§ PROBLEM STATEMENT
All material below is to be reproduced exactly.

===== SUPPLIED DATA =====

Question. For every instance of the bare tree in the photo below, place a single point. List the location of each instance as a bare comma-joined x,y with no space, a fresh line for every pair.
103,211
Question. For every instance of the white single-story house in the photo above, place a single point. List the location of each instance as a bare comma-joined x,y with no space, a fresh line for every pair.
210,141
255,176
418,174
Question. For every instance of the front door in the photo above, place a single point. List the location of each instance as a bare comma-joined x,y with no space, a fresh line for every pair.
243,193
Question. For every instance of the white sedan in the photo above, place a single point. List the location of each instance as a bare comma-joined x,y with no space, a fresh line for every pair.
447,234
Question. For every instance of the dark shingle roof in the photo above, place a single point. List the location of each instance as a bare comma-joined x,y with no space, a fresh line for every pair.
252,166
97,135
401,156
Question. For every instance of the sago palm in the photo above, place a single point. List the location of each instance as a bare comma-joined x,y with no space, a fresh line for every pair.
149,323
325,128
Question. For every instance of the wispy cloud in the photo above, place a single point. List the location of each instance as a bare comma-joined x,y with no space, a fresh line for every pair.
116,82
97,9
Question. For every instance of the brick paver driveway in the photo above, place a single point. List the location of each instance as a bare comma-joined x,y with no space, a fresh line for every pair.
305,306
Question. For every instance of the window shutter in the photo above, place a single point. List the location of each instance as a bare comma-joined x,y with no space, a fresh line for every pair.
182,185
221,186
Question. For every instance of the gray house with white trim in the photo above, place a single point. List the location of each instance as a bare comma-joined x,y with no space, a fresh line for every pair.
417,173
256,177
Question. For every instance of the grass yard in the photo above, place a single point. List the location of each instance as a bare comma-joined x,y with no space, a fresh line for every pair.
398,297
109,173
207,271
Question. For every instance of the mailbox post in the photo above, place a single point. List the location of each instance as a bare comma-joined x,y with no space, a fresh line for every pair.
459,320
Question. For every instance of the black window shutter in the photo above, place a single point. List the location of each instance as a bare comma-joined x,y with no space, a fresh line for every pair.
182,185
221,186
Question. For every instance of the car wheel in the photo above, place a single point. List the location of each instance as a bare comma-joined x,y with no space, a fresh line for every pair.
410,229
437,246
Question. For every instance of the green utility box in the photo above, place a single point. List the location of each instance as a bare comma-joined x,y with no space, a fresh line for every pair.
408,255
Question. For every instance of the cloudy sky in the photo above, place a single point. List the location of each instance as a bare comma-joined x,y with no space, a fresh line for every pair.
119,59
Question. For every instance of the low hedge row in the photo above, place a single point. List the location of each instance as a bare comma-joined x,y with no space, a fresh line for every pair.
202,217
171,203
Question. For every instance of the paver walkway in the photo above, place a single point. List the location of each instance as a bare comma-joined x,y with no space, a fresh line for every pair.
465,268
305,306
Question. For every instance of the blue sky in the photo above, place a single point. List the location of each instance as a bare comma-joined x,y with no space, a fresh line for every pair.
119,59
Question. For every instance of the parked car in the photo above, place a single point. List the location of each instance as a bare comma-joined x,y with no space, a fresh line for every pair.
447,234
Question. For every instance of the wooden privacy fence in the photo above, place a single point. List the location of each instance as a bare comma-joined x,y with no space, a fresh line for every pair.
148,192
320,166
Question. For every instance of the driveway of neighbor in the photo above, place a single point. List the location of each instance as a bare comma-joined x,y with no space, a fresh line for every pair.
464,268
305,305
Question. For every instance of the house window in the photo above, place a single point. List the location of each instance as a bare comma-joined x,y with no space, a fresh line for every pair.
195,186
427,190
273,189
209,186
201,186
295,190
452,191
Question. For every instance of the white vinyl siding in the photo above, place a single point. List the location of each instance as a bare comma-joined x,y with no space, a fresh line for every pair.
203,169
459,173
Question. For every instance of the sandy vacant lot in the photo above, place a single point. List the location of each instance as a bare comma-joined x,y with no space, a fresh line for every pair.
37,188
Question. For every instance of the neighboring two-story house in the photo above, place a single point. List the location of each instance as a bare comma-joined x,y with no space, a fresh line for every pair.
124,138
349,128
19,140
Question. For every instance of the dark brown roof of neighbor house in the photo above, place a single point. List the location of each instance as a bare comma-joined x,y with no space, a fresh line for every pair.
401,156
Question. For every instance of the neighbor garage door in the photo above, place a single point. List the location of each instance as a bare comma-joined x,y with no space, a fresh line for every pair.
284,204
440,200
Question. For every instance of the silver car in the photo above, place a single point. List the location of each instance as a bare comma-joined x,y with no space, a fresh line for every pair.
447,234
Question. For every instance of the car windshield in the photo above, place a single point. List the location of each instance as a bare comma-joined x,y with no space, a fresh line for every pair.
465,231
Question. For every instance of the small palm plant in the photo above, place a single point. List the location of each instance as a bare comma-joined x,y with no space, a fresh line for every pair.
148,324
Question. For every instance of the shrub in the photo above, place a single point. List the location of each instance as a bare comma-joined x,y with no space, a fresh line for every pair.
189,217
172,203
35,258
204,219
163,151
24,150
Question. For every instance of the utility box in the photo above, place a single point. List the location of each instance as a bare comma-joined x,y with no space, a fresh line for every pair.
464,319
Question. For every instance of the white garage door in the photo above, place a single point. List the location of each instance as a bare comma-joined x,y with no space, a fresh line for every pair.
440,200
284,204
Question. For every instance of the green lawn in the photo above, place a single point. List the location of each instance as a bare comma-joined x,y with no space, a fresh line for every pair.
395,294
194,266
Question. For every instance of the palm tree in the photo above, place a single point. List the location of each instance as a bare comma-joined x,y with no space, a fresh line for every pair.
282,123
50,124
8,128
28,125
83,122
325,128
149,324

=====

§ WRITTEN RESPONSE
Question. For every instance of the bare tree in the photo below, place a single point. List the location of each instance as a bare comma-joined x,y with no space, a fresh line for every pair.
103,211
Question. For every instance of the white single-story house in the photo above, place a single point. List the location of each instance as a bare comma-joined x,y with no space, a fresh line for every pair.
210,141
255,176
418,174
Question. For every instance of the front door in the photo above, place a single point. List the location of each instance as a bare comma-joined x,y with no space, a fresh line for every pair.
243,193
Question. For every instance of the white sedan in the photo above, place a single point. List the location of each instance as a bare comma-joined x,y with no space, a fresh line for every pair.
447,234
Question. For every instance of the dark shingle roof in the photo above, place a single point. List the location of each instance as a bare comma-joined x,y with no space, a fresh line for every pair.
252,166
97,135
401,156
Question. For every instance of the sago palm in the photo above, place a single point. List the location of each instance as a bare comma-joined x,y with no space, a fresh line for every pair.
149,323
325,128
Question. For every instance of the wispy cloud in the photo above, place a single point. List the location of each instance as a bare comma-joined x,y with no space, a fresh line for every pair.
116,82
97,9
Question. For every instance of the brick paver driveway in the photo above, place a single point. List the location of each instance as a bare comma-joined x,y with no space, a fresh line for every pair.
305,306
Question. For every instance of the window shutter in the photo above, place a single point. List the location of each instance as a bare comma-joined x,y with no space, a fresh line for every pair.
182,185
221,186
Question. For every instance of the gray house with white trim in the photo above, place a single point. List the location of each instance as a bare comma-joined x,y with no space, a fresh line for every pair.
417,173
256,177
Question. For every instance of the grass yard in the photo above, place a single point. List the location of each instance as a bare comma-joined x,y with no space, a fresh line for every pair.
398,297
109,173
207,271
Question. For every instance of the mailbox post in the photo above, place a single point. List the location of each instance as a bare comma-joined x,y with no space, a fresh line for every pair.
459,320
Question. For every instance of the black window shutter in the photo above, place a single point. List the location of each instance as a bare comma-joined x,y with no space, a fresh line for every pair.
182,185
221,186
Question. For every instance of the car wheel in the photo above, place a single point. List the location of each instance as a bare comma-joined x,y with no space, a fresh line for every pair.
410,229
437,246
Question. For every instance of the green utility box in the photo above, place a single point. List the location of each instance as a bare comma-joined x,y with no space, a fresh line for every pair.
408,255
Question. For every instance of the cloudy sky in the photo above, place a single point. List the location of each instance as a bare comma-joined x,y with no space, a fresh line for every pair.
119,59
Question. For every instance of the low hedge row in the photo above, place a single point. List the location of each instance as a bare comma-joined x,y with no space, a fresh line for every pair.
202,217
171,203
Question. For every instance of the paver walkway in the photo above, place a single point. List the location of each instance as a bare comma-joined x,y with no space, a fresh line for every pair.
465,268
305,306
Question. For every instance of the blue sky in the photo above, place a single point. List the location of each instance as a bare comma-joined x,y with no space, a fresh line for every pair.
119,59
Question. For every instance of the parked car in the photo above, place a single point. List the location of each instance as a bare comma-joined x,y with no space, a fresh line for every pair.
447,234
Question. For every instance of the wooden privacy fence in the photo above, place a single point. List the location of each instance as a bare comma-joined x,y with no space, a fresh line for every pair.
148,192
320,166
Question. For every instance of the driveway of neighbor in the photo above, place a single point. List the location of each instance as a bare comma-joined x,y with no space, a fresh line for every pair.
464,268
305,305
Question. For every instance of the house window in the photo above, place a single point. List the location of each instance as a bare comma-joined x,y with no space, a fresh line for every pair.
195,186
427,190
273,189
209,186
201,186
295,190
452,191
Question. For every instance of the white vinyl siding in the photo above, place a single point. List the location of each instance as a bare comma-joined x,y with no space, a fresh line for every pair.
203,169
459,173
Question. For every instance of the sandy vacant lot in the photo above, place a single point. List the location of each instance as a bare comma-joined x,y with no space, a fresh line for every pair.
37,188
Question. For every instance of the neighboring two-story house in the photo above, place a single point. List the location of each instance as a bare comma-joined x,y with no space, a fresh line for every pair.
124,138
349,128
19,140
Question. For every instance of the dark brown roof of neighbor house in the photo above, place a single point. List the location of each instance as a bare comma-joined x,y with no space, a fresh line for every pair.
401,156
Question. For every instance of the neighbor garage door in the photo above, place a single point. List the location of each instance as a bare comma-joined x,y with no space, a fresh line for every pair.
284,204
440,200
Question. For every instance of the silver car in the photo above, place a single point. List the location of each instance as a bare comma-joined x,y with no space, a fresh line for every pair.
447,234
Question. For every instance of the car windshield in the photo above, place a single point. List the location of each instance as a bare comma-joined x,y with no space, a fresh line for every pair.
465,231
Question. For every instance of the small palm plant in the photo above, place a single point. List the location of each instance as a bare comma-joined x,y with no space, a fresh line for every pair.
148,324
Question. For every instance of the shrub in the photo above, place a single point. List the location of each instance as a bare comma-joined x,y with no space, a fresh line for every pair.
189,217
172,203
35,258
204,219
163,151
24,150
Question. For every instance of the utility box in the photo above, place a single point. List the location of each instance as a bare comma-joined x,y with no space, a fresh line for every pair.
464,319
Question. For every instance of the white garage door in the photo above, place a single point. List the location of each instance as a bare comma-joined x,y with no space, a fresh line for every pair.
440,200
284,204
Question. For every instance of the green lawn in the photo above, place a single point. List the location of each instance as a bare comma-joined x,y with no space, a fresh line for every pair.
395,294
194,266
Question. For every instance of the palm tree in the photo above, place a single point. List the location of each instance as a bare comma-joined x,y with no space, a fresh line for every pair.
282,123
50,124
8,128
28,125
83,122
325,128
149,324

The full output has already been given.